▸ **Material provided**:
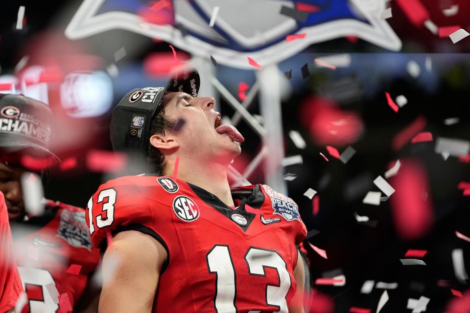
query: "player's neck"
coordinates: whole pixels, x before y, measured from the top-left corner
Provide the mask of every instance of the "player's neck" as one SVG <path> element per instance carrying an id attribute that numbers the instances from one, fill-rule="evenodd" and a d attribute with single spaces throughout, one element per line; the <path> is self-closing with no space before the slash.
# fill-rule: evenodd
<path id="1" fill-rule="evenodd" d="M 168 162 L 166 175 L 172 176 L 174 163 Z M 227 179 L 228 165 L 212 163 L 196 164 L 180 160 L 178 179 L 195 185 L 219 198 L 229 206 L 235 205 Z"/>

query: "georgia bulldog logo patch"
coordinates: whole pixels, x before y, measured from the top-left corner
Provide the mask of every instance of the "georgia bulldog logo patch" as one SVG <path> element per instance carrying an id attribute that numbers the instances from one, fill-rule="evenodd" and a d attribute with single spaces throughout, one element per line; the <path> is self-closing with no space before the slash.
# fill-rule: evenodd
<path id="1" fill-rule="evenodd" d="M 70 245 L 92 250 L 92 241 L 85 220 L 85 212 L 64 209 L 60 213 L 58 236 Z"/>
<path id="2" fill-rule="evenodd" d="M 178 191 L 178 184 L 169 177 L 159 177 L 157 181 L 163 189 L 168 192 L 174 193 Z"/>
<path id="3" fill-rule="evenodd" d="M 300 221 L 299 209 L 295 202 L 288 197 L 278 193 L 267 185 L 263 185 L 264 191 L 271 198 L 274 214 L 281 215 L 288 222 Z"/>

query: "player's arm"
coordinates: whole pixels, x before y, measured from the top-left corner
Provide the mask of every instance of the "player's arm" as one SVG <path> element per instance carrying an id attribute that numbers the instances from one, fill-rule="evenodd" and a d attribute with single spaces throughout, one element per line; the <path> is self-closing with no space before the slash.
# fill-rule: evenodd
<path id="1" fill-rule="evenodd" d="M 304 311 L 304 287 L 305 285 L 305 268 L 300 251 L 297 250 L 297 263 L 294 268 L 294 278 L 297 290 L 289 305 L 289 313 L 305 313 Z"/>
<path id="2" fill-rule="evenodd" d="M 139 231 L 118 233 L 103 259 L 100 313 L 150 313 L 166 251 Z"/>

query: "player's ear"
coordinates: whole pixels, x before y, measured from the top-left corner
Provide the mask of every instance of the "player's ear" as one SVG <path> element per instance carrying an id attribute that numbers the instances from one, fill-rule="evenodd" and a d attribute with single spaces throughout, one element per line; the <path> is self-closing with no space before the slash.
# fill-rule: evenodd
<path id="1" fill-rule="evenodd" d="M 170 150 L 178 148 L 180 144 L 172 136 L 155 134 L 150 138 L 150 144 L 158 149 Z"/>

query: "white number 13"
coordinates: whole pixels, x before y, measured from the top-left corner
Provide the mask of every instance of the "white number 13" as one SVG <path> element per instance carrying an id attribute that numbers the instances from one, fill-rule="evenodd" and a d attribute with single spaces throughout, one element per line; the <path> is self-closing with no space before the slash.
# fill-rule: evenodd
<path id="1" fill-rule="evenodd" d="M 214 307 L 217 313 L 235 313 L 235 268 L 227 246 L 216 245 L 206 255 L 209 272 L 216 275 Z M 265 276 L 264 268 L 275 268 L 279 274 L 279 286 L 266 288 L 266 305 L 277 307 L 279 312 L 287 313 L 285 296 L 290 289 L 290 275 L 285 262 L 275 251 L 251 247 L 245 255 L 250 274 Z"/>

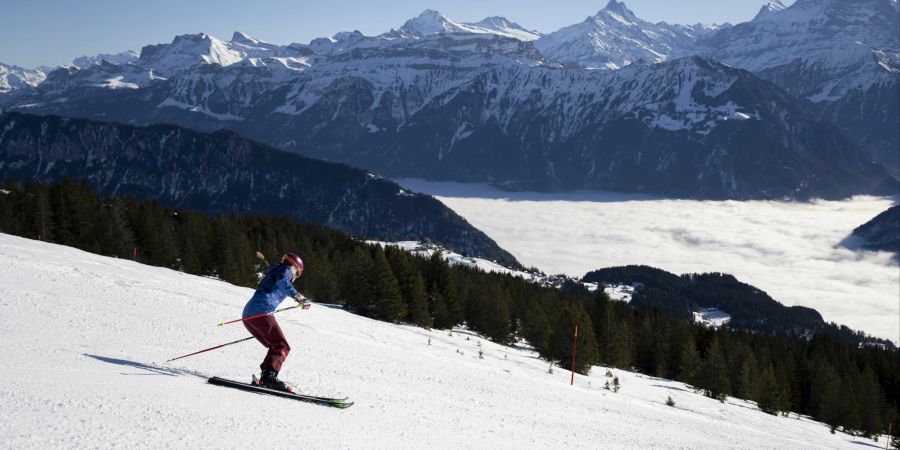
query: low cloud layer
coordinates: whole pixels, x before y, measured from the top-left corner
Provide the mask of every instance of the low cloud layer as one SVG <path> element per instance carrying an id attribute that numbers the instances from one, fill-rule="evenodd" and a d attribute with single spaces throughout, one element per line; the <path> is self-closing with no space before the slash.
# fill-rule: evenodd
<path id="1" fill-rule="evenodd" d="M 891 199 L 696 201 L 398 182 L 437 196 L 522 264 L 547 273 L 580 277 L 626 264 L 725 272 L 783 304 L 809 306 L 827 321 L 900 341 L 900 267 L 890 254 L 839 245 Z"/>

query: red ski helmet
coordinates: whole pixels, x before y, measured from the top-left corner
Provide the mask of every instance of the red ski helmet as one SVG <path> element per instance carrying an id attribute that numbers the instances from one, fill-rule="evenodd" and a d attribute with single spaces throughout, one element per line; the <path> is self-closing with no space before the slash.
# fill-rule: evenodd
<path id="1" fill-rule="evenodd" d="M 294 278 L 299 277 L 300 274 L 303 273 L 303 260 L 300 259 L 300 257 L 297 256 L 296 253 L 286 253 L 281 257 L 281 262 L 290 264 L 297 268 L 297 273 L 294 275 Z"/>

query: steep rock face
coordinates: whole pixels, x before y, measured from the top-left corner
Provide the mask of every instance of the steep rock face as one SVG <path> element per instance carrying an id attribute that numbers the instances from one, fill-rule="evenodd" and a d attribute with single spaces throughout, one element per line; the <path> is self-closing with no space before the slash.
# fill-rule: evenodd
<path id="1" fill-rule="evenodd" d="M 142 128 L 5 113 L 0 115 L 0 177 L 84 178 L 105 194 L 210 213 L 287 214 L 353 235 L 433 240 L 518 265 L 434 198 L 231 132 L 207 135 L 168 125 Z"/>
<path id="2" fill-rule="evenodd" d="M 701 39 L 695 51 L 807 99 L 897 174 L 898 24 L 889 0 L 798 0 Z"/>
<path id="3" fill-rule="evenodd" d="M 894 253 L 900 260 L 900 205 L 895 205 L 853 230 L 868 250 Z"/>

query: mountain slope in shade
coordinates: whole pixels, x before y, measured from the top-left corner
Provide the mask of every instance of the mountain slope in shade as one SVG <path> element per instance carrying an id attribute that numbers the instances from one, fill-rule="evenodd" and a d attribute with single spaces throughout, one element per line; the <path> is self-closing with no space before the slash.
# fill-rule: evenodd
<path id="1" fill-rule="evenodd" d="M 231 132 L 205 135 L 168 125 L 140 128 L 4 113 L 0 177 L 87 179 L 106 194 L 209 213 L 287 214 L 357 236 L 433 240 L 518 266 L 493 240 L 432 197 Z"/>
<path id="2" fill-rule="evenodd" d="M 613 31 L 649 26 L 619 2 L 601 13 Z M 476 31 L 426 11 L 385 35 L 341 33 L 309 46 L 183 35 L 131 64 L 54 71 L 8 106 L 229 128 L 391 176 L 516 189 L 778 199 L 896 190 L 822 111 L 750 73 L 702 57 L 567 69 L 532 42 Z M 882 56 L 890 67 L 891 54 Z M 889 100 L 856 110 L 890 116 L 898 106 Z"/>
<path id="3" fill-rule="evenodd" d="M 659 63 L 691 54 L 694 42 L 718 27 L 653 24 L 610 0 L 596 15 L 535 41 L 551 61 L 618 69 L 636 61 Z"/>
<path id="4" fill-rule="evenodd" d="M 889 0 L 798 0 L 707 36 L 695 51 L 751 70 L 900 173 L 900 14 Z"/>
<path id="5" fill-rule="evenodd" d="M 900 260 L 900 205 L 895 205 L 853 230 L 867 250 L 892 252 Z"/>
<path id="6" fill-rule="evenodd" d="M 70 89 L 66 102 L 33 109 L 226 126 L 391 176 L 521 189 L 701 198 L 896 190 L 865 151 L 748 72 L 702 58 L 562 70 L 523 64 L 531 54 L 514 40 L 483 41 L 489 53 L 468 50 L 466 39 L 417 42 L 336 55 L 287 84 L 269 68 L 209 66 L 137 90 Z M 434 58 L 441 53 L 446 65 Z"/>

▸ **What the exercise asks**: Please rewrite the whole listing above with "top-left corner" changed to "upper-left corner" and everything else left the same. Omit the pictures from your answer.

▸ **Expected output**:
query: "player's neck"
coordinates: whole pixels, x before y, measured from the upper-left corner
Provide the mask of every instance of the "player's neck" as one SVG <path> element per instance carrying an id attribute that numbers the instances from one, fill-rule="evenodd" and a d attribute with single spaces throughout, one element per line; the <path> is self-closing with no space before the slash.
# fill-rule: evenodd
<path id="1" fill-rule="evenodd" d="M 168 162 L 166 175 L 172 176 L 174 163 Z M 227 179 L 228 165 L 212 163 L 196 164 L 180 160 L 178 179 L 195 185 L 219 198 L 229 206 L 235 205 Z"/>

query: "georgia bulldog logo patch"
coordinates: whole pixels, x before y, measured from the upper-left corner
Provide the mask of every instance of the "georgia bulldog logo patch" as one SVG <path> element per instance carrying an id attribute that numbers the instances from one, fill-rule="evenodd" and a d attribute with single spaces throughout, one element per line; the <path> is self-closing with no space before the slash.
# fill-rule: evenodd
<path id="1" fill-rule="evenodd" d="M 70 245 L 92 250 L 92 241 L 85 220 L 85 212 L 64 209 L 60 213 L 58 236 Z"/>
<path id="2" fill-rule="evenodd" d="M 178 191 L 178 184 L 169 177 L 159 177 L 157 181 L 163 189 L 168 192 L 174 193 Z"/>
<path id="3" fill-rule="evenodd" d="M 300 221 L 299 209 L 295 202 L 288 197 L 278 193 L 267 185 L 263 185 L 264 191 L 271 198 L 274 214 L 281 215 L 288 222 Z"/>

query: "player's arm"
coordinates: whole pixels, x before y, measured from the upper-left corner
Provide the mask of every instance of the "player's arm" as one SVG <path> element per instance carrying an id attribute that numbers the instances from one, fill-rule="evenodd" and a d attribute with single spaces throughout, one element per line; the <path> is self-closing with no space before the slash.
# fill-rule: evenodd
<path id="1" fill-rule="evenodd" d="M 304 311 L 304 287 L 305 285 L 305 268 L 300 251 L 297 250 L 297 263 L 294 268 L 294 278 L 297 290 L 289 305 L 289 313 L 305 313 Z"/>
<path id="2" fill-rule="evenodd" d="M 139 231 L 118 233 L 103 259 L 100 313 L 150 313 L 166 251 Z"/>

query: "player's ear"
coordinates: whole pixels, x before y, measured from the upper-left corner
Provide the mask of every instance of the "player's ear" as one SVG <path> element per instance carrying an id attribute that numbers the instances from one, fill-rule="evenodd" and a d attribute with single spaces throughout, one element per line; the <path> is self-closing with no space before the slash.
# fill-rule: evenodd
<path id="1" fill-rule="evenodd" d="M 170 150 L 178 148 L 180 144 L 172 136 L 155 134 L 150 138 L 150 144 L 158 149 Z"/>

query: "white number 13"
coordinates: whole pixels, x before y, measured from the upper-left corner
Provide the mask of every instance of the "white number 13" as one SVG <path> element per instance carrying an id attribute that numbers the instances from one, fill-rule="evenodd" and a d attribute with single spaces throughout, one element per line; the <path> is self-closing with no space before the slash.
# fill-rule: evenodd
<path id="1" fill-rule="evenodd" d="M 214 307 L 217 313 L 235 313 L 235 268 L 227 246 L 216 245 L 206 255 L 209 272 L 216 275 Z M 265 276 L 264 268 L 275 268 L 279 274 L 279 286 L 266 288 L 266 305 L 277 307 L 279 312 L 287 313 L 285 296 L 290 289 L 290 275 L 285 262 L 275 251 L 251 247 L 245 255 L 250 274 Z"/>

query: low cloud layer
coordinates: whole pixels, x before y, measured from the upper-left corner
Provide the mask of every instance of the low cloud layer as one SVG <path> element per instance carrying an id attribute that numbers the instances from one, fill-rule="evenodd" and a d attribute with single spaces throughout, one element per line; the <path> is self-closing with no space before the slash.
# fill-rule: evenodd
<path id="1" fill-rule="evenodd" d="M 891 199 L 696 201 L 398 182 L 437 196 L 522 264 L 547 273 L 580 277 L 626 264 L 725 272 L 783 304 L 809 306 L 827 321 L 900 341 L 900 267 L 890 254 L 839 245 Z"/>

query: red ski helmet
coordinates: whole pixels, x before y, measured from the upper-left corner
Provide the mask of every instance of the red ski helmet as one SVG <path> element per instance carrying an id attribute that numbers the instances from one, fill-rule="evenodd" and a d attribute with single spaces throughout, one element per line; the <path> is self-closing with no space before the slash.
# fill-rule: evenodd
<path id="1" fill-rule="evenodd" d="M 294 278 L 299 277 L 300 274 L 303 273 L 303 260 L 300 259 L 300 257 L 297 256 L 296 253 L 286 253 L 281 257 L 281 262 L 290 264 L 297 268 L 297 273 L 294 275 Z"/>

query: steep rock face
coordinates: whole pixels, x before y, measured from the upper-left corner
Provide the mask of every instance of the steep rock face as one SVG <path> element per instance carrying an id attribute that numbers the instances from one, fill-rule="evenodd" and a d attribute with single spaces throughout, one element per line; the <path> is self-closing with no space before the slash.
# fill-rule: evenodd
<path id="1" fill-rule="evenodd" d="M 142 128 L 5 113 L 0 115 L 0 177 L 84 178 L 105 194 L 210 213 L 287 214 L 353 235 L 433 240 L 518 265 L 434 198 L 231 132 L 207 135 L 168 125 Z"/>
<path id="2" fill-rule="evenodd" d="M 701 39 L 695 51 L 807 99 L 897 174 L 898 24 L 889 0 L 798 0 Z"/>
<path id="3" fill-rule="evenodd" d="M 894 253 L 900 260 L 900 205 L 895 205 L 853 230 L 868 250 Z"/>

query: mountain slope in shade
coordinates: whole pixels, x before y, measured from the upper-left corner
Provide the mask of every instance of the mountain slope in shade as one SVG <path> element per instance carrying an id attribute that numbers the instances from one, fill-rule="evenodd" and a d attribute with single spaces throughout, one element per line; the <path> is self-closing with no space before the slash.
# fill-rule: evenodd
<path id="1" fill-rule="evenodd" d="M 231 132 L 205 135 L 168 125 L 140 128 L 4 113 L 0 177 L 87 179 L 106 194 L 209 213 L 287 214 L 357 236 L 433 240 L 518 266 L 493 240 L 432 197 Z"/>
<path id="2" fill-rule="evenodd" d="M 613 31 L 649 26 L 619 2 L 601 13 Z M 476 31 L 426 11 L 385 35 L 341 33 L 309 46 L 183 35 L 131 64 L 54 71 L 8 106 L 229 128 L 391 176 L 516 189 L 778 199 L 896 190 L 822 111 L 750 73 L 702 57 L 567 69 L 532 42 Z M 882 56 L 890 67 L 891 54 Z M 889 100 L 856 110 L 890 116 L 898 106 Z"/>
<path id="3" fill-rule="evenodd" d="M 659 63 L 691 54 L 694 42 L 718 27 L 653 24 L 610 0 L 596 15 L 535 41 L 551 61 L 618 69 L 636 61 Z"/>
<path id="4" fill-rule="evenodd" d="M 889 0 L 798 0 L 707 36 L 695 51 L 751 70 L 900 173 L 900 14 Z"/>
<path id="5" fill-rule="evenodd" d="M 900 260 L 900 205 L 895 205 L 853 230 L 867 250 L 892 252 Z"/>
<path id="6" fill-rule="evenodd" d="M 70 89 L 66 102 L 33 109 L 226 126 L 391 176 L 521 189 L 701 198 L 896 190 L 865 151 L 748 72 L 702 58 L 562 70 L 523 64 L 531 54 L 514 40 L 483 41 L 489 53 L 468 50 L 466 39 L 417 42 L 336 55 L 287 84 L 269 68 L 209 66 L 137 90 Z M 434 58 L 441 53 L 446 65 Z"/>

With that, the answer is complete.